* _Texte fourni_
--
Troisième mot de la triade républicaine, il est celui qui divise (comment en faire une devise ?), celui qui ne peut pas être institutionnalisé ni écrit dans la loi comme un droit. Il est à la fin, peut-être, la condition de l’application des deux autres, celui qui les permet.

Si la fraternité relève d’un précepte moral, elle n’est pourtant pas une mièvre assertion: les partisans de la Terreur de 1792 se réclamaient de l’adage « sois mon frère ou je te tue ». Si c’est en 1848 que la devise de la République est officiellement adoptée, en 1793 on fait inscrire sur les murs de Paris «République une et indivisible : Liberté, Egalité, Fraternité ou la Mort. La fraternité est donc le pouvoir du citoyen, celui d’aimer passionnément (jusqu’à l’extrême ?) les vertus de la République dans laquelle il s’inscrit. La République n’est pas un acquis, elle s’obtient par la lutte (le 19ème siècle a été une lutte incessante pour son instauration). Les dérives dont elle a été l’objet, la violence qui l’a accompagnée, les idéologies qu’elle a fait naître, tout cela s’est amenuisé, semble-t-il.
--
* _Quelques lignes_
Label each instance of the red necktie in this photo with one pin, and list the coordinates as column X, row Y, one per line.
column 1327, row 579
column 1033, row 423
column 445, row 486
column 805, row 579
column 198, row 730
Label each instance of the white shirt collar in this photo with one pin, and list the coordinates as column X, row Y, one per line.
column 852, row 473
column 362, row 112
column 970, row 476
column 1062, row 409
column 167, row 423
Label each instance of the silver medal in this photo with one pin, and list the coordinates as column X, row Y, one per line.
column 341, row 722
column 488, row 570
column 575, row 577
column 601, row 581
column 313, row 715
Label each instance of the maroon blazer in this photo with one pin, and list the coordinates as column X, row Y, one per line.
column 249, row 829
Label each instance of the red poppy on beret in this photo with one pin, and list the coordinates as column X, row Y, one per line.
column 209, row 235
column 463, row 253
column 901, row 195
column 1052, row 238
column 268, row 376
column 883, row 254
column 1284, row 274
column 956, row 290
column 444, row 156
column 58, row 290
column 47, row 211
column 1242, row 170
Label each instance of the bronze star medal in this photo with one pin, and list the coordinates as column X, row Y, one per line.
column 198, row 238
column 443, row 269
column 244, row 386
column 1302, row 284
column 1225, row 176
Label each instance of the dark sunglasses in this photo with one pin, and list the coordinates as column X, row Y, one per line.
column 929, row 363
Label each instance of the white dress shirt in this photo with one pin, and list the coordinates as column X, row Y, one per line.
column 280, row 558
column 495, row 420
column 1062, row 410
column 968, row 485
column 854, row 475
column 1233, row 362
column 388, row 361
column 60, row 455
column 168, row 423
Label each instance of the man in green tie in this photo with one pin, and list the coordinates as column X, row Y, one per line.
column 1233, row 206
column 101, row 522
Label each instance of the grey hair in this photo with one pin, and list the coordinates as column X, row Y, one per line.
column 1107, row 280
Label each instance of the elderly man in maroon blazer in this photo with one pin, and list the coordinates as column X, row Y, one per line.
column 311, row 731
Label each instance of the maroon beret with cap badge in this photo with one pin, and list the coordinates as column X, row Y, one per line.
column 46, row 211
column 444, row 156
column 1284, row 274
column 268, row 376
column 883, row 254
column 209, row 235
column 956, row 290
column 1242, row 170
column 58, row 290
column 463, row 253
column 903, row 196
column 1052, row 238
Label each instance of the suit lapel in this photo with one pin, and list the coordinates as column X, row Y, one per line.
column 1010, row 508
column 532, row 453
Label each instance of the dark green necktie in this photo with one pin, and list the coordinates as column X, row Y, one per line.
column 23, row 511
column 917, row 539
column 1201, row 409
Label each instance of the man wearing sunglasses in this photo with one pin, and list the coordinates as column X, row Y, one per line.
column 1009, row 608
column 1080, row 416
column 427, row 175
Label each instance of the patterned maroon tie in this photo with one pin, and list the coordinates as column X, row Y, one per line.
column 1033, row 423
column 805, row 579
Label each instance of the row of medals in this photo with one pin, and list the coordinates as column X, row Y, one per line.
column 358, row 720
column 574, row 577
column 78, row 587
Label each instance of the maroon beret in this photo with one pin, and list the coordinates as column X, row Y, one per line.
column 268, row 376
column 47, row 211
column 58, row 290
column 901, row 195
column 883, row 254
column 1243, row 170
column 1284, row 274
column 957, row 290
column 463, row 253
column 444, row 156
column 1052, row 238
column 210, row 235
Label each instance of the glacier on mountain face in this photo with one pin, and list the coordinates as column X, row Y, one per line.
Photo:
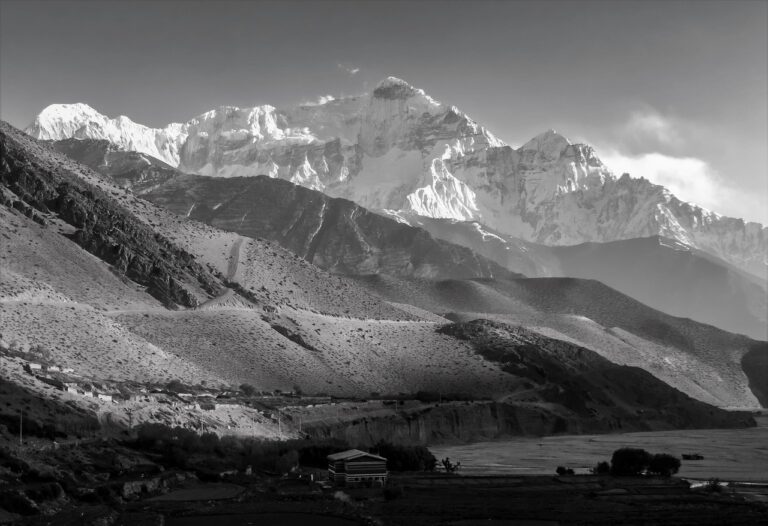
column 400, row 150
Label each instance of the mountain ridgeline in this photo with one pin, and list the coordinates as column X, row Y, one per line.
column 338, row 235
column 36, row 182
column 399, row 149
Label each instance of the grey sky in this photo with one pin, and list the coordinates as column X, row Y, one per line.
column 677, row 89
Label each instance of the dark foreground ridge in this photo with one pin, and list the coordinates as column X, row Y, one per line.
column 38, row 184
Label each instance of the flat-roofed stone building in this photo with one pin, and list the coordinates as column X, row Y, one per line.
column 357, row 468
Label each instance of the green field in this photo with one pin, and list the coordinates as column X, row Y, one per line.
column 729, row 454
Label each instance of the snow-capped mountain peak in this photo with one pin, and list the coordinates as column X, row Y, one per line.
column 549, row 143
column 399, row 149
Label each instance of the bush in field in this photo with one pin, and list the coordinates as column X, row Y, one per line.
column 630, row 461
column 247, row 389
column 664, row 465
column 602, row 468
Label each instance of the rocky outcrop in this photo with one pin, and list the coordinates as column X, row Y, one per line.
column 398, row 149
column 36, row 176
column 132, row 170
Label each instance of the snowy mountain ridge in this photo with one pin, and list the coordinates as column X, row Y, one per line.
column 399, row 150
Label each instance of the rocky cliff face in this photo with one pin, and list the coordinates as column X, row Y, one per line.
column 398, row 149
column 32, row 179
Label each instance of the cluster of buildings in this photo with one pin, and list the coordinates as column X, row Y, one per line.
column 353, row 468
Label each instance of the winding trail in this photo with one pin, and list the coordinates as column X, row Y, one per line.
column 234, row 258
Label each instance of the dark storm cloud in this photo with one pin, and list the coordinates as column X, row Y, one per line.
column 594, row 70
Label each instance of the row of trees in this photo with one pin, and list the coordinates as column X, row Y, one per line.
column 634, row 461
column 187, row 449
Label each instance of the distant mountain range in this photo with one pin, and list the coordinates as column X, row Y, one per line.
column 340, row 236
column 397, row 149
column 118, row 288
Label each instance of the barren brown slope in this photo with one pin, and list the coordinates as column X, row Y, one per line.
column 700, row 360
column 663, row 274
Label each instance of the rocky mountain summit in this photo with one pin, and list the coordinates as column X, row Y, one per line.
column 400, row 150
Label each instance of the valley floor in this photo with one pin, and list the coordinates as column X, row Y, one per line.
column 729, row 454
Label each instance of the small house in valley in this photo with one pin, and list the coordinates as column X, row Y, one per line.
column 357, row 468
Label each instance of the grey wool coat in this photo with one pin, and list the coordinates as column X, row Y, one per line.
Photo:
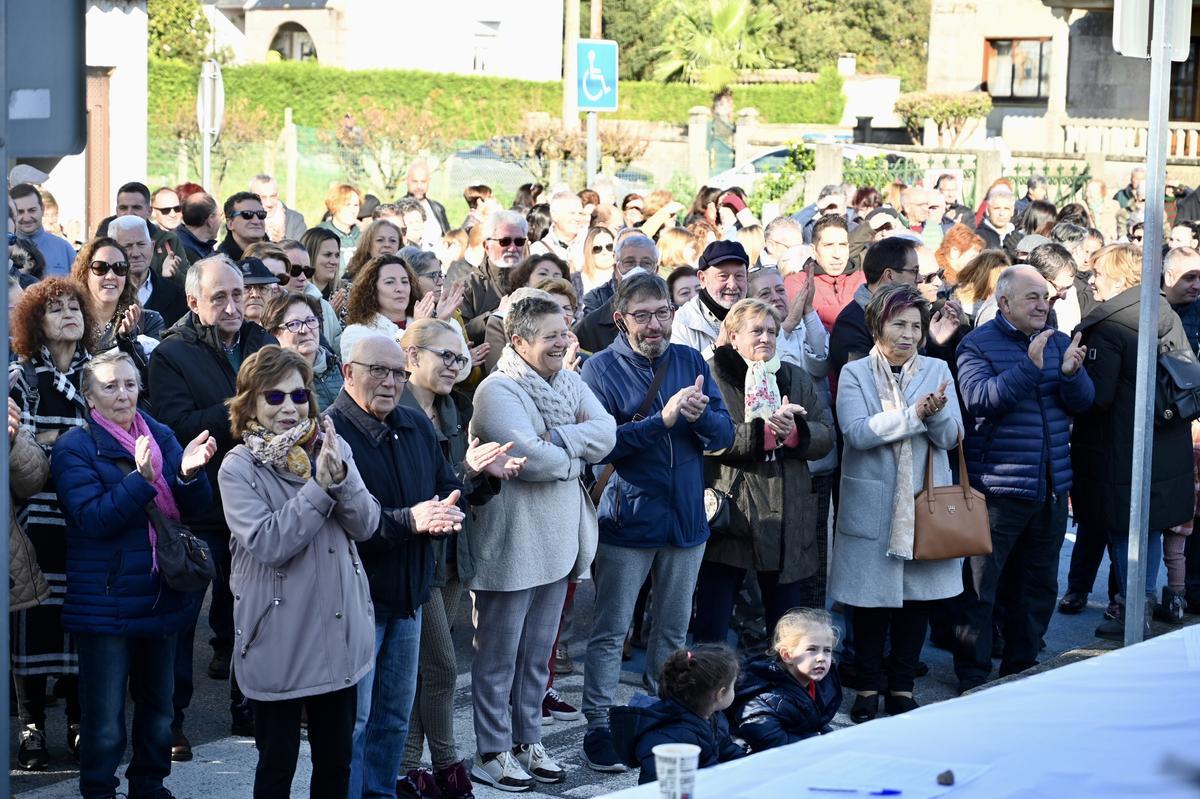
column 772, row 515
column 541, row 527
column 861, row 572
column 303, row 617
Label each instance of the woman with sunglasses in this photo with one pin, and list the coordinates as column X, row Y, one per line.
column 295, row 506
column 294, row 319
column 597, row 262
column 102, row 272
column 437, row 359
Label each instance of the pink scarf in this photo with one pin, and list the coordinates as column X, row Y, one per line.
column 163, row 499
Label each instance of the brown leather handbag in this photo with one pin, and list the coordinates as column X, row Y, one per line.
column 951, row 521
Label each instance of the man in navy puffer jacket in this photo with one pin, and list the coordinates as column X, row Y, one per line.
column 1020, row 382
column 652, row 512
--
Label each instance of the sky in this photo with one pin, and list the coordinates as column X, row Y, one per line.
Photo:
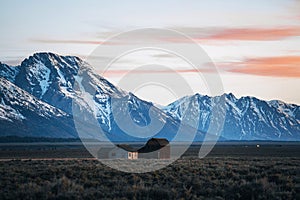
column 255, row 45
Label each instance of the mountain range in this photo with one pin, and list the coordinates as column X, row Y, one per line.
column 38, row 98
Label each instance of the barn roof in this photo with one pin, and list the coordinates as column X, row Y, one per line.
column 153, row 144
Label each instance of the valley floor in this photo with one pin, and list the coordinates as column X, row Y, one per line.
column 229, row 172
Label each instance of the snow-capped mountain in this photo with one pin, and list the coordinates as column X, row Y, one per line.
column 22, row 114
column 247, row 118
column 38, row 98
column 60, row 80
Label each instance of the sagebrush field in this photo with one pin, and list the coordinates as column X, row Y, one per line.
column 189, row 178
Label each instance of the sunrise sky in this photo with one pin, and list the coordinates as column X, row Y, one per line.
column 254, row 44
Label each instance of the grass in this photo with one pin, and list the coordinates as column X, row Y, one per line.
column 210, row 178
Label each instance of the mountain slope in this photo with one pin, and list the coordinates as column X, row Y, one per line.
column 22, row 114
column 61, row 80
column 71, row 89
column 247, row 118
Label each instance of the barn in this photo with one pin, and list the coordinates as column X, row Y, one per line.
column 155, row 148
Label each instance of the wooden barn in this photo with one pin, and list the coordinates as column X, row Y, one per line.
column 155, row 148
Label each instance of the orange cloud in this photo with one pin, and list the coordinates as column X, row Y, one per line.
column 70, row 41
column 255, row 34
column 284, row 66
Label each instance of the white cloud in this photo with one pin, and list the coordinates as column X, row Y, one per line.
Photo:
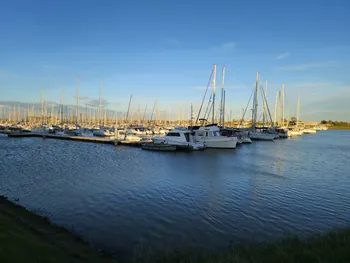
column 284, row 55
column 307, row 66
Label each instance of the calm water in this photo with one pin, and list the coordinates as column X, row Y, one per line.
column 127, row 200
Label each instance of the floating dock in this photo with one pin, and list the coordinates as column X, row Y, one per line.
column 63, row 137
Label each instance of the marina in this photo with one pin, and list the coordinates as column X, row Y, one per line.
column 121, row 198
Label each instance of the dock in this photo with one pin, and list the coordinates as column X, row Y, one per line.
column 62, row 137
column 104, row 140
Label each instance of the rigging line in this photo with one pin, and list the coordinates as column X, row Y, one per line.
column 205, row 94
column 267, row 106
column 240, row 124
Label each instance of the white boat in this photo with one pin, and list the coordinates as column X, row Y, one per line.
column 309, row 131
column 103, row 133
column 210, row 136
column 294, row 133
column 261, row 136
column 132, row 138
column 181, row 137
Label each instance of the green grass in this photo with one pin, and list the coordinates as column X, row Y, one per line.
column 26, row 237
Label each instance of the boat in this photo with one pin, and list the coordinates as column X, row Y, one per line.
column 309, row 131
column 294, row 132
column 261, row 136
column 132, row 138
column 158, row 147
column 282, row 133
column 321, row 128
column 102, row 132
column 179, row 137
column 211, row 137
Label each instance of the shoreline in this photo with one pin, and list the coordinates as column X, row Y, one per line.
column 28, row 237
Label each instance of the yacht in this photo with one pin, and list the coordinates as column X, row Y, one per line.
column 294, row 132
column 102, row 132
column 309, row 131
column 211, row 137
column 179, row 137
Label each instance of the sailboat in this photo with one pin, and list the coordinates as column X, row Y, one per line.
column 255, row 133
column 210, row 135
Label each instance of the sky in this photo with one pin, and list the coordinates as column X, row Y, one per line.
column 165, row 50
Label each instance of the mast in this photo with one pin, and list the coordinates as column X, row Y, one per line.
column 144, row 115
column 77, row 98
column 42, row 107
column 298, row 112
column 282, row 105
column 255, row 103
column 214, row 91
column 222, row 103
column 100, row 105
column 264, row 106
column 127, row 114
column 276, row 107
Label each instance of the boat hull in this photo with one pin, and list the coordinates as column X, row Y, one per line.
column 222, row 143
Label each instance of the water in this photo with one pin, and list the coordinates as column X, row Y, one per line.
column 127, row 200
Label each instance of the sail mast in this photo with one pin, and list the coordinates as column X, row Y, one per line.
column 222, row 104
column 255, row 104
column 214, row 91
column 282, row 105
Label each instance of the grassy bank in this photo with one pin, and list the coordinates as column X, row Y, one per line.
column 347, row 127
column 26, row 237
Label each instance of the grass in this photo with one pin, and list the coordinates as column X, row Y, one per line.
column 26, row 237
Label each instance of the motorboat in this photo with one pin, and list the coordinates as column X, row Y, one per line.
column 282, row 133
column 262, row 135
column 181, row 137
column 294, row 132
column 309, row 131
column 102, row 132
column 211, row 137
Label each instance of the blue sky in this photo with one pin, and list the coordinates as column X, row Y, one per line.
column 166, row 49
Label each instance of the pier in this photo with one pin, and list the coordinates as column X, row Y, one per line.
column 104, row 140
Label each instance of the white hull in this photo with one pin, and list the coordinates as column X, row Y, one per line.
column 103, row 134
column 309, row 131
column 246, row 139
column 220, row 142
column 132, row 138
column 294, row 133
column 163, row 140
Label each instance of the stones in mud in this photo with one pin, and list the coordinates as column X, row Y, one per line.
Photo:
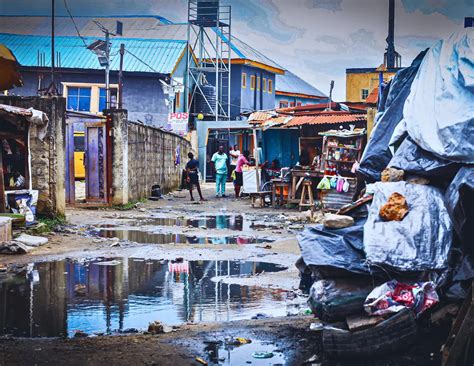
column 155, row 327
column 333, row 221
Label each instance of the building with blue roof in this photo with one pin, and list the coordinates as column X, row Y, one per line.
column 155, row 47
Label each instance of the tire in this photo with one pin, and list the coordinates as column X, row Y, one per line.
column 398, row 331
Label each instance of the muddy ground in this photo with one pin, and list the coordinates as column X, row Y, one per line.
--
* _Tâches à réaliser_
A: Condensez sous forme de liste le paragraphe du texte sur la fraternité qui commence par « Si la fraternité relève d’un précepte moral », en conservant ses faits essentiels.
B: Rédigez la suite du texte sur la fraternité à partir de sa dernière phrase.
Ces lignes forment un matériau distinct du texte sur la fraternité.

* _Résultats obtenus_
A:
- La fraternité relève d’un précepte moral, sans être une simple affirmation mièvre.
- Les partisans de la Terreur de 1792 se réclamaient de l’adage « sois mon frère ou je te tue ».
- La devise de la République est officiellement adoptée en 1848. Dès 1793, on inscrit sur les murs de Paris « République une et indivisible : Liberté, Egalité, Fraternité ou la Mort ».
- La fraternité est le pouvoir du citoyen d’aimer passionnément les vertus de la République dans laquelle il s’inscrit.
- La République n’est pas un acquis : elle s’obtient par la lutte, et le 19ème siècle a été une lutte incessante pour son instauration.
- Ses dérives, la violence qui l’a accompagnée et les idéologies qu’elle a fait naître semblent s’être amenuisées.

B:
En 2011 tout est loin, mémoire étrangement perdue dans le monde de l’individualisme. Nous circulons passifs dans une rue colorée bordée de vitrines lumineuses, tentations ! Fraternité devient notre bonne conscience lorsque survient sur nos écrans le tsunami, le séisme, la révolte ou la guerre, provocant à la fois repli sur soi (notre peur intériorisée, ménagère) et le don aux associations caritatives qui seront l’alibi de notre immobilité. C’est tout ? Sans doute, non. Derrière les façades se trouvent mille choses inquiétantes dont, et ce ne sont pas les moindres, celles sur lesquelles nous n’avons pas prise, qui veulent nous éloigner de tout choix de notre destin. Telle menace de baisser la note de notre pays –chose étrange qu’on a découvert depuis peu et dont on ne sait rien- car nous sommes notés en tant qu’état, non par un dieu le père, mais par des officines qui s’érigent en arbitres et dont personne ne semble nier la légitimité. La légitimité : quelle loi de notre pays en donne acte ? Dessous la menace se trouve pire danger : celui d’accepter sans discuter, de considérer une entreprise privée comme interlocutrice (voire plus : comme juge) d’un Etat. Cela tue tout sens civique , le citoyen est réduit à son action économique, il n’a plus droit a la parole. D’ailleurs, qu’on tente de remettre sur le tapis le choix des peuples à disposer d’eux-mêmes et c’est l’affolement chez nos supra-gouvernants. Bientôt peut-être, ceux-là qui considèrent aujourd’hui qu’il y a un ordre international supérieur, d’une certaine façon pragmatique et économique (pour le bien des peuples), et bien ceux-là jugeront bientôt inutiles les élections au suffrage universel. Ils ont chassé les idéologies pour en remettre d’autres en place, transparentes et mécaniques leur semble-t-il. Où ce système infernal va-t-il nous mener ? Je dis « nous », pour ramener le débat au sentiment d’appartenance à une communauté de destin, qu’elle soit locale, nationale ou internationale.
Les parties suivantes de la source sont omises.